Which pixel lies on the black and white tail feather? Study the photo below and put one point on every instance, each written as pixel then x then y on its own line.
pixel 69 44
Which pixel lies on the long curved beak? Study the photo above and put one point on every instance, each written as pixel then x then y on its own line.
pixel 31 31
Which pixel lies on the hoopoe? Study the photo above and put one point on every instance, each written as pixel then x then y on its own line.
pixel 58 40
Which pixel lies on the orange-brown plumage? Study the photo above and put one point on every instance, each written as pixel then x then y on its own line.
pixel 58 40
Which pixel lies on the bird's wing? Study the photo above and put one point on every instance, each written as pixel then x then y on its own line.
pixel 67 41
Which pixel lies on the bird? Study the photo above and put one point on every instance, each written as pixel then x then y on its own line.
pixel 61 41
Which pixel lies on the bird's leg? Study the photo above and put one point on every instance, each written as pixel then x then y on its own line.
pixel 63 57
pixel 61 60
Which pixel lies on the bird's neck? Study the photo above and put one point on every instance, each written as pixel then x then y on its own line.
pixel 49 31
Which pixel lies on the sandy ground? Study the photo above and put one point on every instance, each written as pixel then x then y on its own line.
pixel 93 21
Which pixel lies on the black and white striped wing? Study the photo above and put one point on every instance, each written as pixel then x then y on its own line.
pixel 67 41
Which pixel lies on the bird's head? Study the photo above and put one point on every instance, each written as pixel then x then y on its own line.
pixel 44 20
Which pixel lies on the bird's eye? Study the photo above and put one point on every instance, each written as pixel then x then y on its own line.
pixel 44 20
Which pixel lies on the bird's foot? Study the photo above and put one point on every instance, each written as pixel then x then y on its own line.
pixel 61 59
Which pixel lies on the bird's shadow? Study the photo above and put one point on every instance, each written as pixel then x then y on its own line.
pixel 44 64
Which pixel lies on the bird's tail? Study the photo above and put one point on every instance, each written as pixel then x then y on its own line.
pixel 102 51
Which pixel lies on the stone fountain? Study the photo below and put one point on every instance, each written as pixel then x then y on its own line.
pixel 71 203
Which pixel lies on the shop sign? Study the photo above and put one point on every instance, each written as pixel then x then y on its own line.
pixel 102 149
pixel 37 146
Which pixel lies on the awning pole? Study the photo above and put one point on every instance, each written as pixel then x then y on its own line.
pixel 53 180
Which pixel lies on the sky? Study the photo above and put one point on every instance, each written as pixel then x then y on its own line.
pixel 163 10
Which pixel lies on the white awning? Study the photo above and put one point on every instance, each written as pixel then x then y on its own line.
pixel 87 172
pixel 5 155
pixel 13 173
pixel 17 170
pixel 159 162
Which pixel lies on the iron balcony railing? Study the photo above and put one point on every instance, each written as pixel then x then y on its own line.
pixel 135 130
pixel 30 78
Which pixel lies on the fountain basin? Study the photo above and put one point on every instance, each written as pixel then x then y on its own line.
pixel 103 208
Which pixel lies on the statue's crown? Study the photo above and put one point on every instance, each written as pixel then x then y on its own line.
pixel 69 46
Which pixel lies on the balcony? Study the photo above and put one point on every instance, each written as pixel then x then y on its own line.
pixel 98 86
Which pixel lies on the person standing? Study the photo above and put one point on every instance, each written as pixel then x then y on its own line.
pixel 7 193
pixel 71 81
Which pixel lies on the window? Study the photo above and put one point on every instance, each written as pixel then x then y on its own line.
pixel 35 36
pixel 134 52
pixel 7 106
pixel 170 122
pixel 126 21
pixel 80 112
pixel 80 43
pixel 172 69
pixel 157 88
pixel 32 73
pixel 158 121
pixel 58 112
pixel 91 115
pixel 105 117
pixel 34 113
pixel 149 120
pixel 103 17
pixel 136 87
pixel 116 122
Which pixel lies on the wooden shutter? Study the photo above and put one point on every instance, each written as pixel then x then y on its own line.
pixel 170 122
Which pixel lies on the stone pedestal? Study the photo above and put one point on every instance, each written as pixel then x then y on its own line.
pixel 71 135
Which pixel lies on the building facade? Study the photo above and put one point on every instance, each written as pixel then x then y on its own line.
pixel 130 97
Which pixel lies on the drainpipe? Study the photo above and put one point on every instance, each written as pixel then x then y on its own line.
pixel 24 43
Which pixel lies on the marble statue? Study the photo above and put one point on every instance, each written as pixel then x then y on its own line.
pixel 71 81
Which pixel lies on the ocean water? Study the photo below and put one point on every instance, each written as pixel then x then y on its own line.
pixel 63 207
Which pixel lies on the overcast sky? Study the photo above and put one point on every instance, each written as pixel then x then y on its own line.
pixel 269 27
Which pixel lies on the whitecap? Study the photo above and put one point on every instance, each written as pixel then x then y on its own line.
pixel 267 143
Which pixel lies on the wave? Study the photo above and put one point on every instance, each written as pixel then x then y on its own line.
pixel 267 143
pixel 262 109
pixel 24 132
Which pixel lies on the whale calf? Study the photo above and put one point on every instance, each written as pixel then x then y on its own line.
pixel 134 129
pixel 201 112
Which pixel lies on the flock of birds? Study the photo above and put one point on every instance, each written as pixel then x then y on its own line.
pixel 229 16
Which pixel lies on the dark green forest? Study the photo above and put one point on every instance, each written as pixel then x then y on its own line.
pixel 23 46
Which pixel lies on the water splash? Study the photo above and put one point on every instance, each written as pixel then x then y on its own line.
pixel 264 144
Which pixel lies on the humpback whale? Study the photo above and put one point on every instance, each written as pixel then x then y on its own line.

★ ★ ★ ★

§ EXERCISE INSTRUCTIONS
Type out the whole of the data again, exactly as shown.

§ FINAL ANSWER
Which pixel lies on the black and white tail feather? Study the photo below and put one point on every instance, each written as pixel then x then y on its own line.
pixel 69 44
Which pixel lies on the long curved beak? Study the photo above and put one point on every instance, each written as pixel then x then y on its own line.
pixel 31 31
Which pixel lies on the hoopoe? Study the photo above and put one point on every instance, each written as pixel then x then y on its own line.
pixel 58 40
Which pixel lies on the orange-brown plumage? Study the photo above and put one point on every instance, each written as pixel then x then y on its own line.
pixel 58 40
Which pixel lies on the bird's wing? Study the photo above and put one point on every instance, each written as pixel then x then y on its own line.
pixel 67 41
Which pixel lies on the bird? Study the photo above and put one point on every instance, each written as pixel then x then y on its own line.
pixel 61 41
Which pixel lies on the bird's leg? Study the photo above and put one point on every instance, each written as pixel then x then y on its own line.
pixel 63 57
pixel 61 60
Which pixel lies on the bird's neck? Study the photo above and put one point on every instance, each written as pixel then x then y on its own line.
pixel 49 31
Which pixel lies on the sandy ground? Study the photo above and put one point on every instance, each written as pixel then x then y on its own line.
pixel 93 21
Which pixel lies on the black and white striped wing? Study the photo above and put one point on every instance, each written as pixel then x then y on its own line.
pixel 67 41
Which pixel lies on the bird's head? Study the photo above and put one point on every instance, each written as pixel then x then y on its own line.
pixel 44 20
Which pixel lies on the bird's eye? Study the photo above and put one point on every instance, each written as pixel then x then y on its own line.
pixel 44 20
Which pixel lies on the bird's foot? Study the photo above and put one point on every instance, each written as pixel then x then y on its own line.
pixel 61 59
Which pixel lies on the bird's shadow? Study the photo above and put one point on every instance, each written as pixel then x then y on its own line.
pixel 44 64
Which pixel lies on the bird's tail? Study the photo above and put one point on every instance, each written as pixel then x then y on its own line.
pixel 102 51
Which pixel lies on the stone fountain? Study the photo below and put one point on every instance, each written as pixel then x then y on its own line.
pixel 71 203
Which pixel lies on the shop sign? Study the photo above and put one point on every instance, each written as pixel then x then y on its own line.
pixel 102 149
pixel 37 146
Which pixel lies on the awning pole? Study the photo above and put one point on every instance, each written as pixel then x then y on its own line.
pixel 53 180
Which pixel lies on the sky? Study the photo above and put one point on every instance, each written as pixel then x then y on its own line.
pixel 163 10
Which pixel lies on the white awning? Study the photo above and put one point on every instance, each written as pixel then x then y on its own line.
pixel 87 172
pixel 5 155
pixel 13 173
pixel 17 170
pixel 159 162
Which pixel lies on the iron balcony railing? Study the photo above and put one point on every instance, each written as pixel then x then y on its own line.
pixel 135 130
pixel 30 78
Which pixel lies on the fountain basin? Study the photo above and put one point on every instance, each written as pixel then x then y on its own line.
pixel 103 208
Which pixel lies on the statue's crown? Study the photo above and put one point on every instance, each written as pixel then x then y on its own line.
pixel 69 46
Which pixel lies on the balcony? Study the photo above and put one point on every instance, each written as pixel then x then y on its own line.
pixel 98 86
Which pixel lies on the person standing? Study the photo above and put one point on every instance, each written as pixel then x then y on its own line.
pixel 7 193
pixel 71 81
Which pixel lies on the window? Study the photo above and put one point on every instance, each written as pixel then x then y on its own line.
pixel 35 36
pixel 134 52
pixel 7 106
pixel 170 122
pixel 126 21
pixel 80 112
pixel 80 43
pixel 172 69
pixel 157 88
pixel 32 73
pixel 158 121
pixel 58 112
pixel 91 115
pixel 105 117
pixel 34 113
pixel 149 120
pixel 103 17
pixel 136 87
pixel 116 122
Which pixel lies on the wooden shutter? Study the photo above and put one point on every instance, each written as pixel then x then y on its own line.
pixel 170 122
Which pixel lies on the stone pedestal? Study the photo above and put one point on every instance, each written as pixel then x then y on its own line.
pixel 71 135
Which pixel lies on the building facade? Study the photo above and put one point on every instance, each written as pixel then x then y on its own line.
pixel 130 97
Which pixel lies on the drainpipe? Study the photo above and put one point on every instance, each written as pixel then x then y on its own line.
pixel 24 43
Which pixel lies on the marble statue? Study the photo above and put one point on every instance, each written as pixel then x then y on its own line.
pixel 71 81
Which pixel lies on the ocean water? Study the photo below and put one point on every instance, each written as pixel then x then y on its own line.
pixel 63 207
Which pixel lies on the overcast sky? Study the photo above and put one point on every instance, each written as pixel then x then y on its own line.
pixel 269 27
Which pixel lies on the whitecap? Study the photo above and put one point on every instance, each written as pixel then x then y on its own line.
pixel 267 143
Which pixel lies on the wave? Study the photo above and put one point on every instance, each written as pixel then x then y on its own line.
pixel 267 143
pixel 262 109
pixel 24 132
Which pixel lies on the whale calf? Study the photo above and put one point on every instance, each written as pixel then x then y on its own line.
pixel 134 129
pixel 201 112
Which pixel lies on the flock of birds? Study the photo above and put one point on every instance, each written as pixel then x then y on its own line.
pixel 229 16
Which pixel lies on the dark green forest? Study the photo above and put one point on every instance, each written as pixel then x then y on its own line.
pixel 23 46
Which pixel lies on the water splash? Study the photo above and put one point on every instance, each written as pixel then x then y on its own line.
pixel 264 144
Which pixel lies on the humpback whale? Study the photo above and put one point on every instance, each written as pixel then x then y on its own line.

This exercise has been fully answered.